**EXERCISE REQUIREMENTS**
a: Copy the stretch of the Serial excerpt from "I got to thinking" through "it on Twitter.)".
b: According to the Serial excerpt, when will the podcast's final episode be available for download?

In April 2012 I wrote a blog post about the excitement surrounding the emergence of Lin, the Asian-American Harvard graduate turned starting point guard for the New York Knicks.

By then the “Linsanity” that had overtaken New York City and the basketball world for a few months over the winter had all but died down. Lin would miss the rest of the season with a knee injury and later eventually sign with another team, where he performed well below Linsanity levels.

I got to thinking about Jeremy Lin as I was thinking about the upcoming final episode of Serial, the country’s most popular podcast about a 1999 murder. Serial’s final episode will be available for download on Thursday morning.

The series has elevated the audio format, and has generated interest of all kinds. Besides the Reddit community and others like it, who have no shortage of theories, we have others debating whether Serial is ethical. Whether it’s technically journalism. Whether it should exist at all. (Also, whether it’s okay for a brand to joke about it on Twitter.)

From what I’ve been reading online, most listeners believe there will be no real closure to the story. Serial’s host Sarah Koenig will likely end the show’s first season having accomplished nothing—i.e., nothing but entertain her audience for the last three months.

(Speaking of the end of Serial, here’s my own crackpot theory: Jay had a far bigger role in the murder than he admitted to police, and quite possibly framed Adnan knowing Adnan was an easy target. I say easy target because Adnan was Muslim in a mostly non-Muslim Maryland area—which was clearly a factor for some of the jurorsand Adnan was the victim’s ex-boyfriend. Also, Jay could count on the state’s star witness—himself—to push the investigation away from himself and towards Adnan, meanwhile getting himself a plea deal (and free lawyer) for cooperating with the state. Not crackpot-y enough for ya? I also feel like the popularity of the Scream movies back in the late 1990s somehow played into the idea of this real life 1999 high school murder where someone else may have been framed for the crime.)

**INFORMATION PROVIDED**
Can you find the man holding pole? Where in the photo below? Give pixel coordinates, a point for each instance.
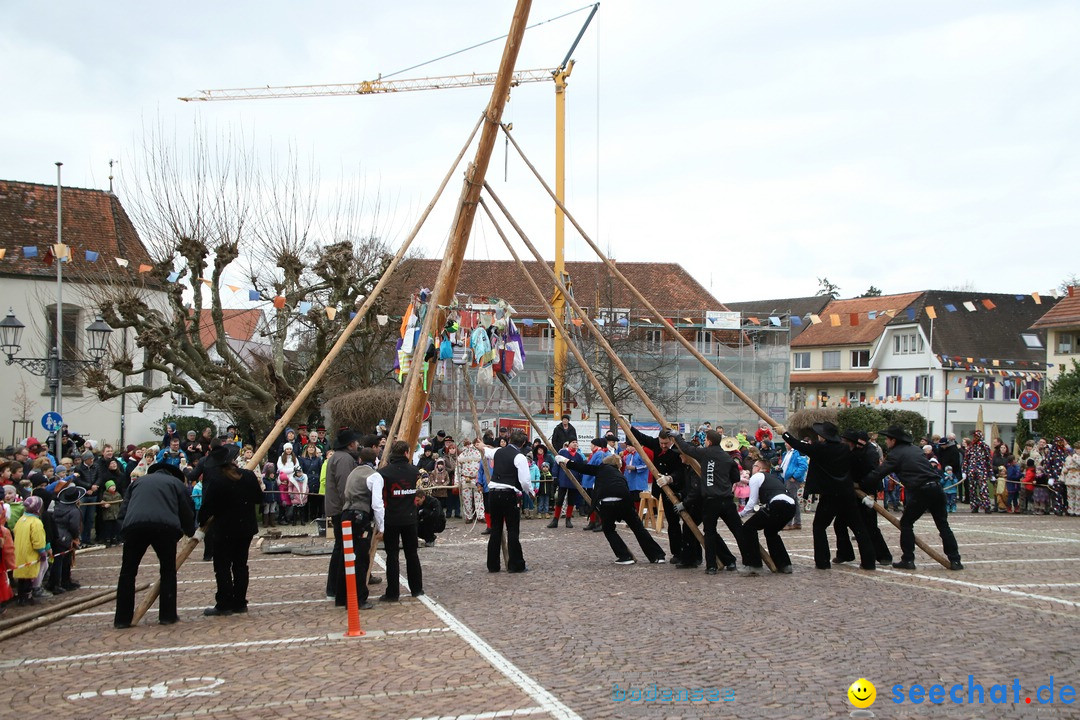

**RESULTS IN ORDER**
a:
I got to thinking about Jeremy Lin as I was thinking about the upcoming final episode of Serial, the country’s most popular podcast about a 1999 murder. Serial’s final episode will be available for download on Thursday morning.

The series has elevated the audio format, and has generated interest of all kinds. Besides the Reddit community and others like it, who have no shortage of theories, we have others debating whether Serial is ethical. Whether it’s technically journalism. Whether it should exist at all. (Also, whether it’s okay for a brand to joke about it on Twitter.)

b: On Thursday morning.